Requirement: Edit the lines from the one that contains "Practice step: pick out every instance of the blue" through the end of the entries by changing "Target" to "Object", and keep everything else the same.

[Records]
==================================================

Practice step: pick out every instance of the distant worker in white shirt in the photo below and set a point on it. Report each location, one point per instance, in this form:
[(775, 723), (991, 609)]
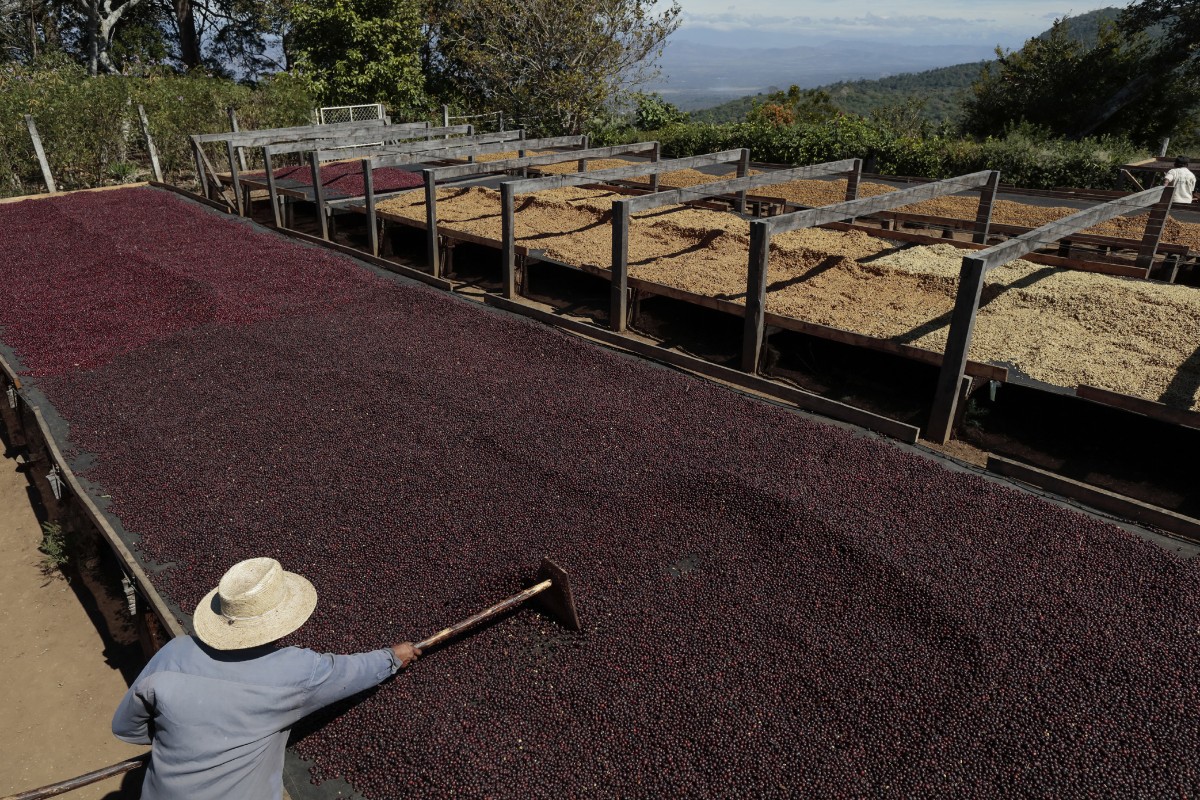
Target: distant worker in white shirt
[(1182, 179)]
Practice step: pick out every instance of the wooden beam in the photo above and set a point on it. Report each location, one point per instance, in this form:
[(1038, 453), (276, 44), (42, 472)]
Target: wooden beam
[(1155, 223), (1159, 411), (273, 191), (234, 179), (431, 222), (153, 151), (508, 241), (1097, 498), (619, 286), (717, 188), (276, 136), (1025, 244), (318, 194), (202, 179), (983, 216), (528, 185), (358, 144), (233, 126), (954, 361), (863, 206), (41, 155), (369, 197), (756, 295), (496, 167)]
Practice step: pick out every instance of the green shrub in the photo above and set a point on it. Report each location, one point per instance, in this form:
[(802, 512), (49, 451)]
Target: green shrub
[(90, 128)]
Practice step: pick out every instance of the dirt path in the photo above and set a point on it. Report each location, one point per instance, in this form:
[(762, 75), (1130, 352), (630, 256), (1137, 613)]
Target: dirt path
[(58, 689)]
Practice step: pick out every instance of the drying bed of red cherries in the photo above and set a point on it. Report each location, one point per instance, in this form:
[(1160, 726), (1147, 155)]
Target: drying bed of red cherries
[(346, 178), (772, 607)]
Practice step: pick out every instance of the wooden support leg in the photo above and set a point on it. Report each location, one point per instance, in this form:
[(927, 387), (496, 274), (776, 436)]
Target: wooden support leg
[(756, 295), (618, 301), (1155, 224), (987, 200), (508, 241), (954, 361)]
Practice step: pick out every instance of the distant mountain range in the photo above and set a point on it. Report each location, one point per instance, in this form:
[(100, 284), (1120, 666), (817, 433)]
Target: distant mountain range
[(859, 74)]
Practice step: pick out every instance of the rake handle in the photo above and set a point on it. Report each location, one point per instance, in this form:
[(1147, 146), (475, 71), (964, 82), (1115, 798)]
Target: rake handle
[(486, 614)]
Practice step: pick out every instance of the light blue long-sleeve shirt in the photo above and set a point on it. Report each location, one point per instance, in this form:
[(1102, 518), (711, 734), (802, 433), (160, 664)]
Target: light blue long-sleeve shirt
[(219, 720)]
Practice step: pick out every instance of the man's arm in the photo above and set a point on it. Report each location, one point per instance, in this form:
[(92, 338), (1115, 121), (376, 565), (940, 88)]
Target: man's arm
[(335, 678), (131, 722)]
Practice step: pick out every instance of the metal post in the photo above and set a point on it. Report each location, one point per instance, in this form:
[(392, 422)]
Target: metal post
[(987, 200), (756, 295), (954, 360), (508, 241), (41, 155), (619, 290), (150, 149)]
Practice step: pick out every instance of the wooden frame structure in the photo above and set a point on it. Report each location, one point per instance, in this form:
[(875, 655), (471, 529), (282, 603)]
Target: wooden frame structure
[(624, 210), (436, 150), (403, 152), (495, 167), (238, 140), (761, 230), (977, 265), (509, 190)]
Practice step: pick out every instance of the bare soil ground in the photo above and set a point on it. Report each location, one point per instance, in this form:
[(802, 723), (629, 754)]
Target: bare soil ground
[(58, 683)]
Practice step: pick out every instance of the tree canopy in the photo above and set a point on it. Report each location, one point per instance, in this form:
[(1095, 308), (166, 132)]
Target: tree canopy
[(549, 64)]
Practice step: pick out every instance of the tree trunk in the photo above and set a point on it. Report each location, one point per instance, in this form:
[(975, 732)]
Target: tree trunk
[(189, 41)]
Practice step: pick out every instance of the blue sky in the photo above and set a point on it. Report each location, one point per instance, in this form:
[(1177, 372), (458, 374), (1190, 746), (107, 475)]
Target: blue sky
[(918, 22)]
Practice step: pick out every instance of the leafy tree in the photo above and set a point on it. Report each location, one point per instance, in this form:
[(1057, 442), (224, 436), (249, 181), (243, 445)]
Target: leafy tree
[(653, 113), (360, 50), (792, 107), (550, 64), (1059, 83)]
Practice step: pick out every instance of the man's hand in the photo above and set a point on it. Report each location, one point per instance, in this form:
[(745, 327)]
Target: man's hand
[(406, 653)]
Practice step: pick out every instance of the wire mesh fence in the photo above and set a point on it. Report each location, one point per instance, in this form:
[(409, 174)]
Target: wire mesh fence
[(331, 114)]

==================================================

The reply:
Practice step: pick out every instance of the blue sky in the photo above and set a point on it. Report each location, one point per instance, in this form:
[(1177, 372), (458, 374), (1190, 746), (107, 475)]
Object: blue sky
[(918, 22)]
Practice step: pick out every instance of the leafy tree in the photo above and set a point on it. Report each location, one point per instance, in this form:
[(1057, 442), (224, 436), (249, 181), (243, 445)]
Object: leafy tree
[(653, 113), (360, 50), (792, 107), (550, 64), (1059, 83)]
Practice step: pick out every instance of the man's hand in the photo above and set a point on it. Report each location, one point per instance, in this form:
[(745, 327)]
Object: man's hand
[(406, 653)]
Practice step: pick out every instance of the wire mesh fence in the photo above and set a point on it. Report each location, one point per instance, in this form:
[(409, 174)]
Object: wire mesh fence
[(331, 114)]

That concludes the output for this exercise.